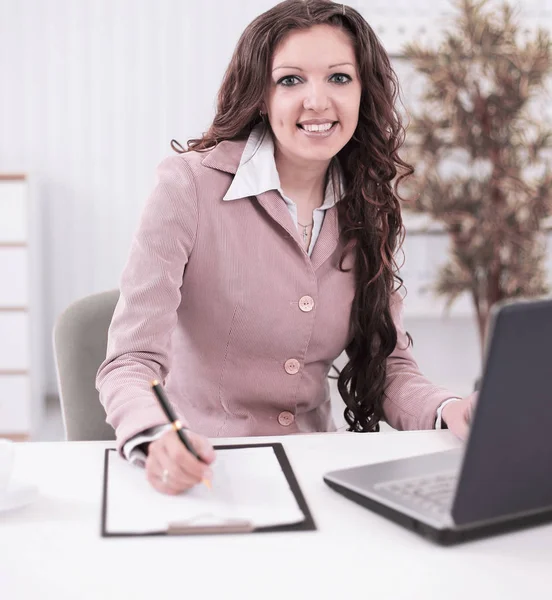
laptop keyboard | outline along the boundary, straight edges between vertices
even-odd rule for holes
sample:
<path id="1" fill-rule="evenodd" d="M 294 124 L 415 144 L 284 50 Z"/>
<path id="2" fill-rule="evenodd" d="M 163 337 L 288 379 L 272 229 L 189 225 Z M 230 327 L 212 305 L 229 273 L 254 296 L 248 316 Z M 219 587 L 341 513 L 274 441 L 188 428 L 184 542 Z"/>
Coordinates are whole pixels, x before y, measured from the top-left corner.
<path id="1" fill-rule="evenodd" d="M 414 503 L 418 508 L 447 514 L 452 508 L 458 482 L 457 473 L 438 473 L 425 477 L 378 483 L 374 489 Z"/>

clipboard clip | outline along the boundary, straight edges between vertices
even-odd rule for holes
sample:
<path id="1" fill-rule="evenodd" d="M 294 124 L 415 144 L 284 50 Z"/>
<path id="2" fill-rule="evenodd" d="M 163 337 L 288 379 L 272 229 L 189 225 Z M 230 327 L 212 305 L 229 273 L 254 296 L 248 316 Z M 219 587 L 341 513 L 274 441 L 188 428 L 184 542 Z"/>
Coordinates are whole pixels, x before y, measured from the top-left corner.
<path id="1" fill-rule="evenodd" d="M 167 535 L 203 533 L 251 533 L 255 527 L 247 519 L 220 519 L 212 514 L 202 514 L 187 521 L 169 523 Z"/>

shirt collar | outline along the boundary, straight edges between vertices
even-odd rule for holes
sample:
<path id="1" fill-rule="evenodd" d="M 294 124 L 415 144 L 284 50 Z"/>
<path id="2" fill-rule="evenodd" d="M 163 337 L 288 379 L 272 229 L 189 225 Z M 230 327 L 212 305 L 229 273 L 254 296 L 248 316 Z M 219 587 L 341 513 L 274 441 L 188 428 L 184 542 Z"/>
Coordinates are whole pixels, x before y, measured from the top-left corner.
<path id="1" fill-rule="evenodd" d="M 324 202 L 320 207 L 322 209 L 334 206 L 344 194 L 343 175 L 337 161 L 335 164 L 338 168 L 340 195 L 337 198 L 334 194 L 333 181 L 330 177 L 324 194 Z M 258 196 L 269 190 L 278 190 L 284 200 L 288 200 L 282 192 L 280 176 L 276 169 L 272 134 L 263 123 L 259 123 L 249 134 L 240 164 L 223 200 Z"/>

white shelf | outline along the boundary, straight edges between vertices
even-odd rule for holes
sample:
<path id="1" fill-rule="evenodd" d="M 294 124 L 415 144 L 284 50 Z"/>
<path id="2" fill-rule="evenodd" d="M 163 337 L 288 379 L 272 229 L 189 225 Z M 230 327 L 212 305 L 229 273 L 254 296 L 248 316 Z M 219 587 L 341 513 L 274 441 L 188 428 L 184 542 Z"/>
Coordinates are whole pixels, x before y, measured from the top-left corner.
<path id="1" fill-rule="evenodd" d="M 0 247 L 26 243 L 28 237 L 27 183 L 0 178 Z"/>
<path id="2" fill-rule="evenodd" d="M 29 304 L 29 250 L 0 247 L 0 309 Z"/>
<path id="3" fill-rule="evenodd" d="M 0 175 L 0 436 L 31 433 L 29 252 L 27 180 Z"/>
<path id="4" fill-rule="evenodd" d="M 28 375 L 0 375 L 0 434 L 29 432 L 30 396 Z"/>
<path id="5" fill-rule="evenodd" d="M 29 315 L 0 311 L 0 372 L 30 368 Z"/>

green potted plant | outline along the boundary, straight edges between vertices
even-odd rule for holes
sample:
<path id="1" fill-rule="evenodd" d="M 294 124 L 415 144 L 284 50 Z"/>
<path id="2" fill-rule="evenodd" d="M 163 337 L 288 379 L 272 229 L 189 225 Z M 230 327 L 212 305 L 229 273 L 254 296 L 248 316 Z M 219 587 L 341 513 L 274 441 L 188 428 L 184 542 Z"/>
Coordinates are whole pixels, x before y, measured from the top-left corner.
<path id="1" fill-rule="evenodd" d="M 548 292 L 552 124 L 538 102 L 552 48 L 544 30 L 522 31 L 508 4 L 460 0 L 456 8 L 438 48 L 404 49 L 424 81 L 409 115 L 415 199 L 405 208 L 450 235 L 434 291 L 447 306 L 470 294 L 483 345 L 496 302 Z"/>

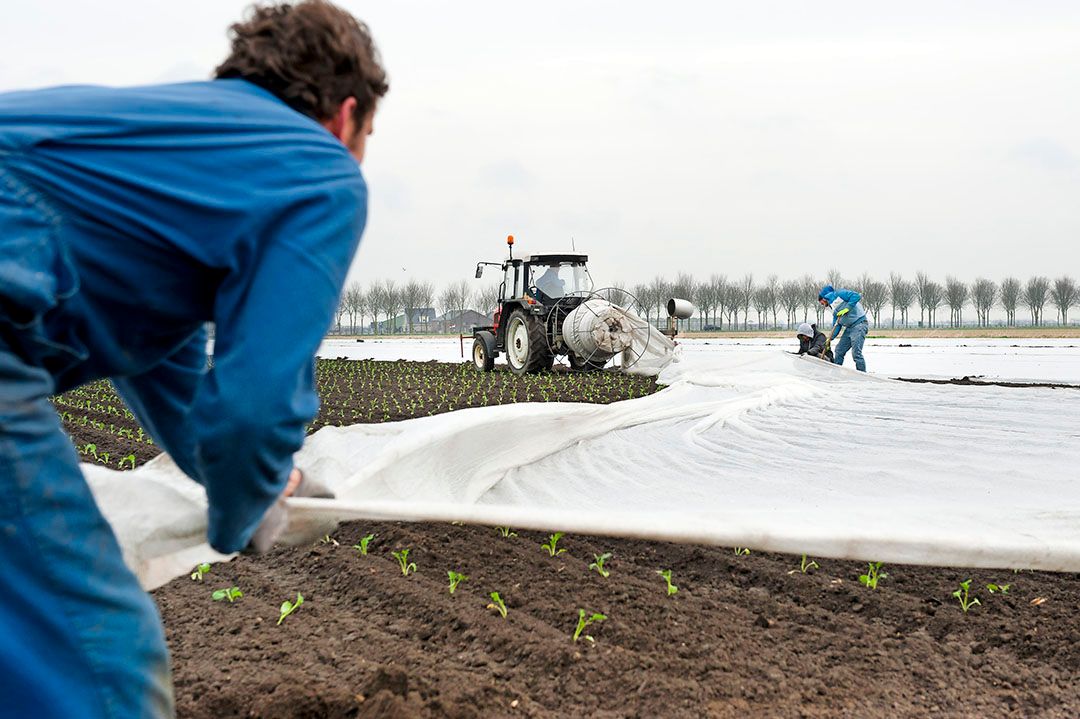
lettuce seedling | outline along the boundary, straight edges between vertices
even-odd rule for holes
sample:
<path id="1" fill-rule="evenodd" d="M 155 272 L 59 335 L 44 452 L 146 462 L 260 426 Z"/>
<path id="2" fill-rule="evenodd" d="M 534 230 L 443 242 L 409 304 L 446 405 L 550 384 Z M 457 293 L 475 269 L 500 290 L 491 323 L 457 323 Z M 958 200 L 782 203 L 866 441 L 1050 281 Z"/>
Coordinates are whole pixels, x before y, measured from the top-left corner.
<path id="1" fill-rule="evenodd" d="M 549 535 L 548 540 L 540 546 L 546 549 L 547 553 L 552 557 L 557 557 L 558 555 L 566 551 L 565 549 L 557 548 L 559 540 L 562 539 L 565 534 L 565 532 L 555 532 L 555 534 Z"/>
<path id="2" fill-rule="evenodd" d="M 209 571 L 210 564 L 208 562 L 203 562 L 199 566 L 195 567 L 195 571 L 191 573 L 191 578 L 194 579 L 196 582 L 201 582 L 203 575 L 208 573 Z"/>
<path id="3" fill-rule="evenodd" d="M 409 561 L 409 550 L 402 549 L 400 552 L 390 552 L 397 557 L 398 565 L 401 567 L 401 573 L 406 577 L 409 576 L 409 572 L 416 571 L 416 562 Z"/>
<path id="4" fill-rule="evenodd" d="M 210 596 L 213 597 L 215 602 L 220 602 L 222 599 L 228 599 L 229 604 L 232 604 L 237 599 L 244 596 L 244 593 L 240 591 L 240 587 L 222 587 Z"/>
<path id="5" fill-rule="evenodd" d="M 735 556 L 736 557 L 745 557 L 745 556 L 748 556 L 749 554 L 750 554 L 750 550 L 747 549 L 746 547 L 735 547 Z"/>
<path id="6" fill-rule="evenodd" d="M 366 557 L 367 556 L 368 545 L 371 543 L 371 540 L 373 540 L 373 539 L 375 539 L 374 534 L 369 534 L 366 537 L 361 537 L 360 538 L 360 544 L 354 544 L 354 545 L 352 545 L 352 548 L 355 549 L 356 551 L 360 552 L 360 554 L 362 556 Z"/>
<path id="7" fill-rule="evenodd" d="M 503 602 L 502 597 L 499 596 L 498 592 L 492 592 L 489 596 L 491 597 L 491 604 L 488 605 L 488 609 L 498 610 L 502 618 L 506 619 L 506 603 Z"/>
<path id="8" fill-rule="evenodd" d="M 987 584 L 986 591 L 991 594 L 1008 594 L 1011 584 Z"/>
<path id="9" fill-rule="evenodd" d="M 606 620 L 607 620 L 607 617 L 605 615 L 599 614 L 599 613 L 595 613 L 591 617 L 586 619 L 585 618 L 585 610 L 584 609 L 579 609 L 578 610 L 577 629 L 574 630 L 574 641 L 576 642 L 582 636 L 584 636 L 590 642 L 596 641 L 595 639 L 593 639 L 588 634 L 583 635 L 582 632 L 585 631 L 585 627 L 589 626 L 593 622 L 603 622 L 603 621 L 606 621 Z"/>
<path id="10" fill-rule="evenodd" d="M 881 571 L 881 564 L 881 562 L 867 563 L 866 574 L 859 575 L 859 583 L 865 585 L 867 589 L 877 589 L 878 581 L 889 576 Z"/>
<path id="11" fill-rule="evenodd" d="M 450 578 L 450 593 L 453 594 L 458 585 L 464 582 L 468 577 L 460 572 L 448 571 L 446 576 Z"/>
<path id="12" fill-rule="evenodd" d="M 818 563 L 815 562 L 813 559 L 807 561 L 807 556 L 804 554 L 802 555 L 802 561 L 799 563 L 799 568 L 792 569 L 790 572 L 788 572 L 788 574 L 794 574 L 795 572 L 802 572 L 803 574 L 806 574 L 811 569 L 821 569 L 821 567 L 819 567 Z"/>
<path id="13" fill-rule="evenodd" d="M 281 603 L 281 616 L 278 617 L 278 620 L 277 620 L 278 625 L 280 626 L 281 623 L 283 621 L 285 621 L 285 617 L 289 616 L 290 614 L 295 612 L 297 609 L 299 609 L 300 605 L 303 604 L 303 603 L 304 603 L 304 595 L 301 594 L 300 592 L 296 593 L 296 601 L 295 602 L 290 602 L 288 599 L 286 599 L 284 602 L 282 602 Z"/>
<path id="14" fill-rule="evenodd" d="M 670 569 L 657 569 L 656 573 L 659 574 L 661 577 L 663 577 L 664 581 L 667 582 L 667 593 L 668 593 L 669 597 L 672 594 L 674 594 L 675 592 L 679 591 L 679 588 L 671 583 L 671 570 Z"/>
<path id="15" fill-rule="evenodd" d="M 968 579 L 967 581 L 960 582 L 960 588 L 952 593 L 952 595 L 956 597 L 957 601 L 960 602 L 960 608 L 964 610 L 964 614 L 967 614 L 968 610 L 975 605 L 982 604 L 982 602 L 979 601 L 978 597 L 971 597 L 970 599 L 968 598 L 968 592 L 970 591 L 970 589 L 971 580 Z"/>
<path id="16" fill-rule="evenodd" d="M 604 562 L 611 559 L 611 552 L 604 552 L 603 554 L 594 554 L 593 559 L 596 561 L 589 565 L 589 569 L 595 569 L 596 573 L 601 577 L 608 577 L 611 572 L 604 569 Z"/>
<path id="17" fill-rule="evenodd" d="M 335 547 L 341 546 L 338 540 L 334 539 L 329 534 L 324 534 L 322 537 L 320 537 L 319 544 L 333 544 Z"/>
<path id="18" fill-rule="evenodd" d="M 503 537 L 516 537 L 517 532 L 510 531 L 510 527 L 495 527 L 495 531 Z"/>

Work order:
Your answer should consist of the count of lines in the listing that hold the word "boundary", with nothing else.

Completed exercise:
6